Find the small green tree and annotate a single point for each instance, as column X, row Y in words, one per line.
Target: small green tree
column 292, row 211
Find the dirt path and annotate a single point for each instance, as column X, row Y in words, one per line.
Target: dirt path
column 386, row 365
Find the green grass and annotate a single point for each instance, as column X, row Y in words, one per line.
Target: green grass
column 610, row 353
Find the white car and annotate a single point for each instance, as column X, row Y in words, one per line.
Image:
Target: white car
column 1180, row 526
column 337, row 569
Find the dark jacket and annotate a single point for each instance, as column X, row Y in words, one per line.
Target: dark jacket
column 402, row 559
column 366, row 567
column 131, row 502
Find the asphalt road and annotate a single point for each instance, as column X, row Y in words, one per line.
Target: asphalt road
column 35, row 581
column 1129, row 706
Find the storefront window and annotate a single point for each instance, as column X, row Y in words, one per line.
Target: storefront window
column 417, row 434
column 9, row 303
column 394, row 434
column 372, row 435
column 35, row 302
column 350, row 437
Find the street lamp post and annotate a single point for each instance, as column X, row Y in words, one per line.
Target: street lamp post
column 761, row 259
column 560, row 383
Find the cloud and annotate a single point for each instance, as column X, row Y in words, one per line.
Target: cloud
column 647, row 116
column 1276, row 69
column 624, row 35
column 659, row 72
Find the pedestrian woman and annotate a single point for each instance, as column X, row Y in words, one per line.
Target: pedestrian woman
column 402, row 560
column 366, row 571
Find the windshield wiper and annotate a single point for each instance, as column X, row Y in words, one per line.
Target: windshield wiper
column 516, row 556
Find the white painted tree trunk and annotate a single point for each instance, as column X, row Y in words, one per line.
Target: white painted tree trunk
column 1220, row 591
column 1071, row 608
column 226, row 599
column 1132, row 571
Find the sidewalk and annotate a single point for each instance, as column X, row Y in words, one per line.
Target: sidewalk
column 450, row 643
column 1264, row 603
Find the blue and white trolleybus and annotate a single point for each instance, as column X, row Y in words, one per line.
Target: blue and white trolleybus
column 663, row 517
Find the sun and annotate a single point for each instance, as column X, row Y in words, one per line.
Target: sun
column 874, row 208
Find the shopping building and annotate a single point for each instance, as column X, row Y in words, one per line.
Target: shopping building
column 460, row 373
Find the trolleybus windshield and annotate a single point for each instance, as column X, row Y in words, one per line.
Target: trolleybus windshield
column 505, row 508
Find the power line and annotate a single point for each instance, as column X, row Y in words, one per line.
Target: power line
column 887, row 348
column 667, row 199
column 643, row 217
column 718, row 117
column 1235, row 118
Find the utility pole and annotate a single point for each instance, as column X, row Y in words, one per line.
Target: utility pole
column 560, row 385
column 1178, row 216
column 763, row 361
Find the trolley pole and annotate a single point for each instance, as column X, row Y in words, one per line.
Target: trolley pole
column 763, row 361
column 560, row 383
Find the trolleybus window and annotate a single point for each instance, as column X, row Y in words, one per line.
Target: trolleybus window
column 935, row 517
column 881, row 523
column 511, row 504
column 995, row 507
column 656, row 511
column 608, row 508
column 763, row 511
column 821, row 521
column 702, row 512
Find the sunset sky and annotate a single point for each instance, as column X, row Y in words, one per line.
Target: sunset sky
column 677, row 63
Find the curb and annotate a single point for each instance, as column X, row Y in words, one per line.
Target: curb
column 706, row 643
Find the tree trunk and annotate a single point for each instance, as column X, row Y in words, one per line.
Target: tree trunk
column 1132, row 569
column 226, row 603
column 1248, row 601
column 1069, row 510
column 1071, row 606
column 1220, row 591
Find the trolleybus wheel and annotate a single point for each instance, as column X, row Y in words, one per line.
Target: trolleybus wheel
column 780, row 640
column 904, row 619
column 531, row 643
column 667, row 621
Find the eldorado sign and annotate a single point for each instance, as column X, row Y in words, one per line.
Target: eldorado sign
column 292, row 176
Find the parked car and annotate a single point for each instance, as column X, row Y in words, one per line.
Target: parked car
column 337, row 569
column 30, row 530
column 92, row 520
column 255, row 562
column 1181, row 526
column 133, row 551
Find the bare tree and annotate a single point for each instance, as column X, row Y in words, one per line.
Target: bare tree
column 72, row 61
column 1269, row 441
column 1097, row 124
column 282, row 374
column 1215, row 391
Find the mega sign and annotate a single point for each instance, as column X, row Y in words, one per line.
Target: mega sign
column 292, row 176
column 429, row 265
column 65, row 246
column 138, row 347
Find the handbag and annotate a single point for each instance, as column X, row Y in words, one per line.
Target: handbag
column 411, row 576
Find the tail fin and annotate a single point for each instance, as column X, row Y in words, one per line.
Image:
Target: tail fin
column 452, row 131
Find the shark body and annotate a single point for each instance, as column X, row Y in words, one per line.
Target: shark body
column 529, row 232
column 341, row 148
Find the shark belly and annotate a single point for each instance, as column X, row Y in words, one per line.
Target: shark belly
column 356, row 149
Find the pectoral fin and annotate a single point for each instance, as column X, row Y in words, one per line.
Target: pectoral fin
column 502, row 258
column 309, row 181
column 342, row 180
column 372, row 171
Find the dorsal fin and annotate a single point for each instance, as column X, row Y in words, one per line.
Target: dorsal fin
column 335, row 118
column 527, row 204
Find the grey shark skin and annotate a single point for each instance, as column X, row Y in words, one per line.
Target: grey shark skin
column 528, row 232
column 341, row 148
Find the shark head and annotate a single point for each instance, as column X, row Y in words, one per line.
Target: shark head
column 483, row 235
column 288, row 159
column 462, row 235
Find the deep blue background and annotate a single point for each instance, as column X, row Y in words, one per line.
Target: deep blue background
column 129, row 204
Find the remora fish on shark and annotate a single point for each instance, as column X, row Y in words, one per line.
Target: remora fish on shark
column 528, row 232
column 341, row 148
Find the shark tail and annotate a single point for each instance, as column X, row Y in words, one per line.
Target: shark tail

TASK REQUIREMENTS
In full and exactly as written, repeat the data.

SOLUTION TO THE PROBLEM
Find the small green tree and annotate a single point for each instance, as column X, row Y in words, one per line.
Target: small green tree
column 292, row 211
Find the dirt path and annotate a single point for each instance, as column X, row Y in words, one per line.
Target: dirt path
column 386, row 365
Find the green grass and annotate a single point for each instance, as column X, row Y in words, one per line.
Target: green grass
column 610, row 353
Find the white car and annotate a single point for each instance, as column X, row Y in words, one per line.
Image:
Target: white car
column 1180, row 526
column 337, row 569
Find the dark jacket and annotate a single point for each instance, as column X, row Y in words, one per line.
Target: dark jacket
column 402, row 559
column 366, row 567
column 131, row 502
Find the asphalt road and annotate a single point for each instance, as column X, row Y in words, one per line.
Target: asphalt road
column 35, row 581
column 1129, row 706
Find the storefront window and annotate a single point for each instance, as column X, row Y in words, one per line.
Target: storefront window
column 417, row 434
column 9, row 303
column 394, row 434
column 372, row 435
column 35, row 302
column 350, row 437
Find the street lamp post and annotate a single point for each instance, as column X, row Y in words, one per line.
Target: street lamp post
column 761, row 259
column 560, row 383
Find the cloud and annotate a single point for each instance, as column X, row Y in words, one per line.
Target: cloud
column 647, row 116
column 1276, row 69
column 624, row 35
column 659, row 72
Find the pedestrian woman and annotate a single point for each instance, as column X, row Y in words, one per line.
Target: pedestrian woman
column 402, row 560
column 366, row 571
Find the windshield wiper and annotate a single point for each instance, as column X, row Y in words, one per line.
Target: windshield wiper
column 516, row 556
Find the white painted tree trunk and annotate a single point for each instance, as column X, row Y in words, one per line.
Target: white painted tree trunk
column 1220, row 591
column 1071, row 608
column 226, row 599
column 1132, row 571
Find the sidewalk and annotate a single point for each instance, as column X, row Y in words, one per line.
Target: sidewalk
column 450, row 643
column 1264, row 603
Find the blue and white trolleybus and annotate a single point for each instance, as column X, row Y in words, one per line.
Target: blue and white trolleybus
column 663, row 517
Find the sun and annotate a single point for each instance, as column X, row Y in words, one per line.
Target: sun
column 874, row 208
Find the shopping building and annotate a single point for each instance, as column X, row Y in words, one per line.
Target: shopping building
column 460, row 373
Find the trolleybus windshield and annotate a single point for each instance, as column X, row Y in words, one per line.
Target: trolleybus windshield
column 505, row 508
Find the power line and annotate a single point for each instance, as column X, row Y in words, one per line.
Target: power line
column 887, row 348
column 667, row 199
column 643, row 217
column 718, row 117
column 1235, row 118
Find the utility pole and annotate a single point for each instance, as column X, row Y in words, one per line.
Target: utility pole
column 560, row 385
column 1178, row 216
column 763, row 361
Find the trolley pole and annotate a single point for each instance, as column X, row Y in words, one per line.
Target: trolley pole
column 763, row 361
column 560, row 383
Find the trolleybus window and annotate a single point for each instance, as column X, row Y in words, one per line.
Target: trolleybus window
column 935, row 517
column 881, row 523
column 511, row 504
column 995, row 507
column 656, row 511
column 608, row 508
column 763, row 511
column 821, row 521
column 702, row 512
Find the sunset sky and annotate a single point for each instance, as column X, row Y in words, one per line.
Target: sunset sky
column 677, row 63
Find the curb and annotate a single point for each instance, as column X, row Y in words, one per line.
Target: curb
column 706, row 643
Find the tree trunk and annotate a single point for each instance, as column X, row Y in words, one per line.
Target: tree trunk
column 1132, row 569
column 226, row 603
column 1248, row 601
column 1069, row 510
column 1071, row 606
column 1220, row 591
Find the trolleybus wheel and annotate a single point for each instance, as column X, row Y in words, one per line.
Target: trolleybus wheel
column 780, row 640
column 904, row 619
column 531, row 643
column 667, row 621
Find the eldorado sign and annotate a single point for each instance, as column X, row Y in words, one per line.
Target: eldorado sign
column 292, row 176
Find the parked car and annotate a single point for each instance, as column X, row Y in words, one per line.
Target: parked car
column 337, row 569
column 30, row 530
column 92, row 520
column 255, row 562
column 1181, row 526
column 133, row 551
Find the bare tree and annotate a single point for each instance, as column X, row Y in words, one per line.
Target: bare tree
column 72, row 61
column 1269, row 441
column 1097, row 124
column 282, row 374
column 1215, row 391
Find the mega sign and annotate a single point for each instance, as column X, row Y in words, one per line.
Target: mega sign
column 292, row 176
column 429, row 265
column 65, row 246
column 138, row 347
Find the handbag and annotate a single point for each instance, as column X, row Y in words, one per line.
Target: handbag
column 411, row 576
Find the tail fin and annotate a single point for each instance, as column X, row Y in words, one per line.
Image:
Target: tail fin
column 452, row 131
Find the shark body and annotate a single point for each instance, as column X, row Y in words, one per line.
Target: shark body
column 529, row 232
column 341, row 148
Find the shark belly and annotate a single point for each instance, as column X, row Y in words, one per line.
Target: shark belly
column 356, row 149
Find the pectoral fin and annotate a single point for each instance, as column X, row Y in words, one per line.
Target: pectoral fin
column 502, row 258
column 309, row 181
column 342, row 180
column 372, row 171
Find the dorsal fin and annotate a single point for each instance, as column X, row Y in words, one per line.
Target: dorsal fin
column 335, row 118
column 527, row 204
Find the grey shark skin and annotate a single point for each instance, as column X, row Y in words, one per line.
Target: grey shark skin
column 528, row 232
column 341, row 148
Find the shark head and annotate a single point for each instance, as column X, row Y in words, one per line.
Target: shark head
column 483, row 235
column 288, row 159
column 462, row 235
Find the deep blue background and annotate a single point for each instance, as column X, row Y in words, one per line.
Target: deep blue background
column 129, row 204
Find the remora fish on shark and annotate a single point for each instance, as column X, row Y in words, one per line.
Target: remora fish on shark
column 528, row 232
column 341, row 148
Find the shark tail and annotate a single point for each instance, as column X, row Y in words, one per line.
Target: shark tail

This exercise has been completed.